──────── DOCUMENTO

La frittata decorativa

Dobbiamo pensare ora alla decorazione e per questo prendete tre uova, separate i tuorli dagli albumi, sbatteteli e fatene due frittatine (una gialla e una bianca) che poi taglierete a fettine sottili.

Bollite gli spaghetti di soia in abbondante acqua a cui avrete aggiunto un po’ di olio di semi e un cucchiaio di salsa di soia, scolate, e gettate tutto insieme nello wok. Non pensate di riuscire a mescolare tutta questa roba con una forchetta, usate le mani! Infine saltate a fuoco vivace, aggiustate di salsa di soia, sale e pepe, versate in una zuppiera e decorate con le fettine di frittata…. Jab Tchè!!!

Questo poteva già bastare per una cena, naturalmente gustato insieme al kim-chi che deve sempre essere presente in tavola, e ai fogli di alghe essiccate e salate, il kim, altro ingrediente base della cucina coreana, e non solo, ma non di una cena normale si trattava, ed eccoci quindi ad un altro piatto nazionale, il kim-bab (letteralmente alga-riso) che un profano a prima vista chiamerebbe sushi… anche se non c’incastra nulla. Si tratta infatti di rotolini di riso con carne, uova, verdure, per questa sera preparati in una versione moderna, con tanto di würstel all’interno.

Ingredienti per il kim pap

Partiamo dal riso appunto, dicendo che un superfino roma può ben assolvere al compito. Lavatelo, sciacquando più di una volta e lasciatelo in ammollo per dieci minuti. Il riso va poi lessato all’orientale, ossia, in assenza di bollitore adatto, mettendolo in una pentola bassa e ricoprendolo di un dito d’acqua. Cuocetelo poi coperto, senza mai mescolare, a fuoco medio-basso. Molto probabilmente, al raggiungimento del bollore, l’acqua verrà fuori dalla pentola, ma non vi preoccupate, attendete dieci minuti e poi assaggiate il riso, se risulta abbastanza tenero date una mescolata e spegnete il fuoco. Il riso deve risultare appiccicoso.

────────────────
──────── MATERIALI DELL'ESERCIZIO

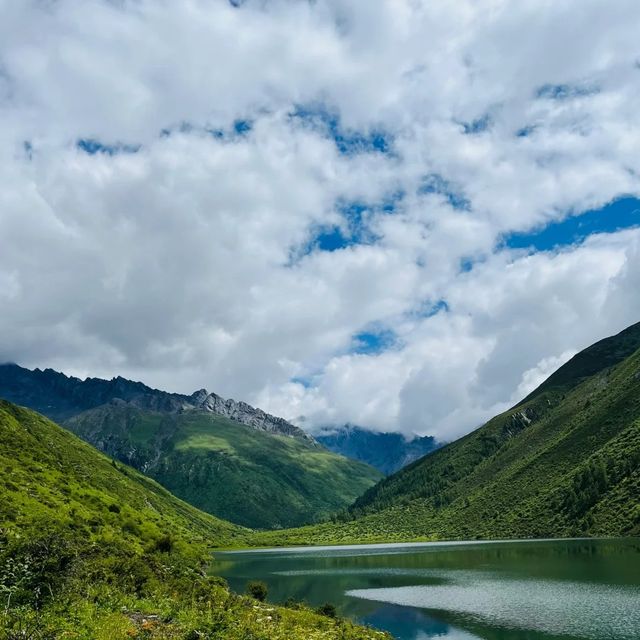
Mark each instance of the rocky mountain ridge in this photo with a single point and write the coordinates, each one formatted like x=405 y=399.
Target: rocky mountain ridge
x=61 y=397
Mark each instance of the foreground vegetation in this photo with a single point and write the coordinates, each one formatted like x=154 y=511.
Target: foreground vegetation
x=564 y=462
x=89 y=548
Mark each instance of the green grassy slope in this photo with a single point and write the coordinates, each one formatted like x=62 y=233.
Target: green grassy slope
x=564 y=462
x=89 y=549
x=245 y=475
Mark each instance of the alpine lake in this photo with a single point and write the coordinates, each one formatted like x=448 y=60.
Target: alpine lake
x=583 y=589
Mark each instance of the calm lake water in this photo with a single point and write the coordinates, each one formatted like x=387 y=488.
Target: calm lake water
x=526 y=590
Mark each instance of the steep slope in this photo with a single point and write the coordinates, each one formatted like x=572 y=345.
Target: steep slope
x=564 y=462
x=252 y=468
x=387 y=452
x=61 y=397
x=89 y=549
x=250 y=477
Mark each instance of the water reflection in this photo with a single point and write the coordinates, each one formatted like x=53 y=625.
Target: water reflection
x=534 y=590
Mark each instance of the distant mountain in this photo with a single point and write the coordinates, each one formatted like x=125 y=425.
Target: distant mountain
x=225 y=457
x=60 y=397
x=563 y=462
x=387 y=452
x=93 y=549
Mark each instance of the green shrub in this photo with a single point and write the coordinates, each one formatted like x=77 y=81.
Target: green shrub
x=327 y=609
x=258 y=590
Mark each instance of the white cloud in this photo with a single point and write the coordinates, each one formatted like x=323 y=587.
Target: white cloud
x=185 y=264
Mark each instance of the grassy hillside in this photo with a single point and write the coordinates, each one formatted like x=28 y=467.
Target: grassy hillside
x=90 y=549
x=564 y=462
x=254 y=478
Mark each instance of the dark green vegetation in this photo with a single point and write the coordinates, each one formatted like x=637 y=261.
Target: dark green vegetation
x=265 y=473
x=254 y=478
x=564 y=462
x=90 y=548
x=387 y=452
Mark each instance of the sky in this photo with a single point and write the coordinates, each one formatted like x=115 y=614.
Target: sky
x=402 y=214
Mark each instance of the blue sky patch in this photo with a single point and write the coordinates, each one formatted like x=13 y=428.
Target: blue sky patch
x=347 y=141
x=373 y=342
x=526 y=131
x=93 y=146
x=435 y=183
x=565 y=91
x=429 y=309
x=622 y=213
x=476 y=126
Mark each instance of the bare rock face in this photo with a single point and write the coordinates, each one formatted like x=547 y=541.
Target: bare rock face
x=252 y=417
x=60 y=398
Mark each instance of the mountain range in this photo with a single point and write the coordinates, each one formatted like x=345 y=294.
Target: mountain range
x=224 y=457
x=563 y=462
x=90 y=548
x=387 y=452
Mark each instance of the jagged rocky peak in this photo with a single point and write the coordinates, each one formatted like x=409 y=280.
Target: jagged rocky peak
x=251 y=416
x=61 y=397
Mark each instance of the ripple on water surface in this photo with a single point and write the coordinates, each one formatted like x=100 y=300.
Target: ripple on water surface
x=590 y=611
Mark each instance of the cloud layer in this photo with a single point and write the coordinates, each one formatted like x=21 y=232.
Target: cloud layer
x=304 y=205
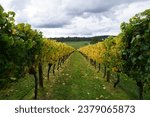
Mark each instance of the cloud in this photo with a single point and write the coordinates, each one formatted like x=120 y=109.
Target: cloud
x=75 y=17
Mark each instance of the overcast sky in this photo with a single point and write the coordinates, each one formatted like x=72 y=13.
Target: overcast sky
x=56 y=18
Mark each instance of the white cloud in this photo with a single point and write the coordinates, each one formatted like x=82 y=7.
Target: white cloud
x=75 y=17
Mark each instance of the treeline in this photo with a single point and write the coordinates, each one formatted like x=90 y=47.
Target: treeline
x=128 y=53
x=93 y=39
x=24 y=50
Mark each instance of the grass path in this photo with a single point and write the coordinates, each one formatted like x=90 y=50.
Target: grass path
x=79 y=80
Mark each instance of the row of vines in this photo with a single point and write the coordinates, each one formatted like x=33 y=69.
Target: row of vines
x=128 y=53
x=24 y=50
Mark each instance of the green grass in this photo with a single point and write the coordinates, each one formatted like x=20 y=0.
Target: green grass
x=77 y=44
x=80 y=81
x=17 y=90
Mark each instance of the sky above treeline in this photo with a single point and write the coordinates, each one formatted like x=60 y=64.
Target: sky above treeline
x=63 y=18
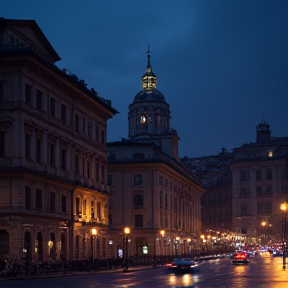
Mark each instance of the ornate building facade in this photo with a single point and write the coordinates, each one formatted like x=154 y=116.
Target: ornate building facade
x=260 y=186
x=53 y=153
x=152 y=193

────────────────

COMPITI DA SVOLGERE
(1) Rispondi a queste domande sul testo della frittata decorativa:
(a) Quante uova si usano per preparare le frittatine?
(b) Per quanti minuti si lascia il riso in ammollo?
(c) Che cosa significa letteralmente kim-bab?
(2) Individua e ricopia ogni riga che contiene la parola "slope", rispettando maiuscole e minuscole.
Il testo e le righe sono del tutto indipendenti l'uno dalle altre.

RISPOSTE IN ORDINE
(1)
(a) Tre.
(b) Dieci minuti.
(c) Alga-riso.

(2)
Mark each instance of the green grassy slope in this photo with a single point and write the coordinates, each one formatted like x=62 y=233.
Target: green grassy slope
Mark each instance of the steep slope in this photo with a single point and write the coordinates, each one formatted like x=572 y=345.
Target: steep slope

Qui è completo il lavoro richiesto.